§ Work to do
Copy out the lines word for word, starting at the line containing "Where can you spot the ear" and ending after the line containing "column 65, row 42".

§ Object point labels
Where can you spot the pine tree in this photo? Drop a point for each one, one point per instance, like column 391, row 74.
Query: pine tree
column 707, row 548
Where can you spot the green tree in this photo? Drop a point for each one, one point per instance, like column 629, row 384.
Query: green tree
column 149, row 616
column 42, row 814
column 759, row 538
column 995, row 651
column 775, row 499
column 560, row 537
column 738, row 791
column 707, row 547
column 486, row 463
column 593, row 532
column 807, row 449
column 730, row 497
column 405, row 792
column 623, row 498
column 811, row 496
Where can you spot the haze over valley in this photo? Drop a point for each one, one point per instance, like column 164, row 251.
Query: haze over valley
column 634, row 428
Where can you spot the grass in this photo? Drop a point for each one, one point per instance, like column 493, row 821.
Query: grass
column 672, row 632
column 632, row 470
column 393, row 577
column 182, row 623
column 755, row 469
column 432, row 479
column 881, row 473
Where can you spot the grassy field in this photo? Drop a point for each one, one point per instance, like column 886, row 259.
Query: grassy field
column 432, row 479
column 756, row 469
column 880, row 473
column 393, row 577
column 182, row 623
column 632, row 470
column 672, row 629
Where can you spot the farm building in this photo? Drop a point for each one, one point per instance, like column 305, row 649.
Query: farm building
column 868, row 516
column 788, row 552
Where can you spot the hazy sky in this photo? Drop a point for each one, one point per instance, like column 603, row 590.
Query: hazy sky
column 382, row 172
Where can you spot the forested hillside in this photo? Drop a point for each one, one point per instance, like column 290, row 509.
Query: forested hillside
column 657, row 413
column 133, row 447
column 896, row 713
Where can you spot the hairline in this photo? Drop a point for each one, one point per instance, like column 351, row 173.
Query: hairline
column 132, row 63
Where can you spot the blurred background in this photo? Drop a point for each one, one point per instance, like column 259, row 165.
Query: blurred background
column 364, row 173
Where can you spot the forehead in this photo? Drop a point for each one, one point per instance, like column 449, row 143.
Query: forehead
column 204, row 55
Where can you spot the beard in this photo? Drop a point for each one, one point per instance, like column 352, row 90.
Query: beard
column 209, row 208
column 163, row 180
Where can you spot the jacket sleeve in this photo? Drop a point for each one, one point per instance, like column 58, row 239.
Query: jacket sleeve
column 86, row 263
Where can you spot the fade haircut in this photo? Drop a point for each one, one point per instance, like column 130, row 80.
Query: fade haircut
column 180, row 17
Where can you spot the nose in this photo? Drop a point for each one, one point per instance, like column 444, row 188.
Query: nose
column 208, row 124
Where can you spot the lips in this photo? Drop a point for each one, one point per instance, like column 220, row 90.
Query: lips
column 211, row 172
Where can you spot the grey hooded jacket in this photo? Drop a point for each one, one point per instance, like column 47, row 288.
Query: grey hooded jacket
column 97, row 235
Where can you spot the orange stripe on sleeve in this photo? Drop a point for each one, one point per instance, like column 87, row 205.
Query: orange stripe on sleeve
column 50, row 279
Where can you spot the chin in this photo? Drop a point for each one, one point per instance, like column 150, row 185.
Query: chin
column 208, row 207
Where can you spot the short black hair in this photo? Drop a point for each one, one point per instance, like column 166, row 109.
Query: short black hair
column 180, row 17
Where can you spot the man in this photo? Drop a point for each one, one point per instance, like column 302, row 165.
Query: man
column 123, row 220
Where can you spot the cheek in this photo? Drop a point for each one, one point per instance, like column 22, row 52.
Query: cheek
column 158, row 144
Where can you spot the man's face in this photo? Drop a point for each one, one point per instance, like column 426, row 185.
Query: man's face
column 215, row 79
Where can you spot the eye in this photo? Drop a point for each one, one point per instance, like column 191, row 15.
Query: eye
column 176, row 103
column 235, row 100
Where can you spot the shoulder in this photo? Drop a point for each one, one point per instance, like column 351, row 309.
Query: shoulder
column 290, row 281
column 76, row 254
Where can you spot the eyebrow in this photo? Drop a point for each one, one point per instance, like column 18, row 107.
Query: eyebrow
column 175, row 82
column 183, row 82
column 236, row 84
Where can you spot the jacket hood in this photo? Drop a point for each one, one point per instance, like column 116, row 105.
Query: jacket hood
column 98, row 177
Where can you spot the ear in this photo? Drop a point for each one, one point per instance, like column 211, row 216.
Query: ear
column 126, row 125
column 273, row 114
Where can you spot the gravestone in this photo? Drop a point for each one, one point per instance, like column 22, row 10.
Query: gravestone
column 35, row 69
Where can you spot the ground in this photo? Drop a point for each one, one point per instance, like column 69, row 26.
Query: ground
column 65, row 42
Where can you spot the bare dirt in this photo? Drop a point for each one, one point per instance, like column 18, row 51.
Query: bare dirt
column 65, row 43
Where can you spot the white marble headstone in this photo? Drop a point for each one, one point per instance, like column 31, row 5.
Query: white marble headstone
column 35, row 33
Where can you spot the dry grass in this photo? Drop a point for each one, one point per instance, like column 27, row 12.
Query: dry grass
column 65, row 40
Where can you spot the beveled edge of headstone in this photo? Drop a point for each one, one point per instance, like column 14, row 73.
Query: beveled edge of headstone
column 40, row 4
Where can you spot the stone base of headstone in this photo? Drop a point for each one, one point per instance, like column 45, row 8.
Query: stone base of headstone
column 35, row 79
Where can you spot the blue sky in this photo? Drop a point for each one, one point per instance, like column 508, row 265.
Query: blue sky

§ Exercise answer
Where can you spot the ear in this photo? Drop a point for each one, one point per instance, like column 211, row 216.
Query: ear
column 126, row 125
column 273, row 114
Where can you spot the gravestone in this photo? Drop a point for each one, one point per instance, like column 22, row 10.
Query: gravestone
column 35, row 69
Where can you spot the ground in this photo? Drop a point for each one, one point per instance, like column 69, row 26.
Query: ground
column 65, row 42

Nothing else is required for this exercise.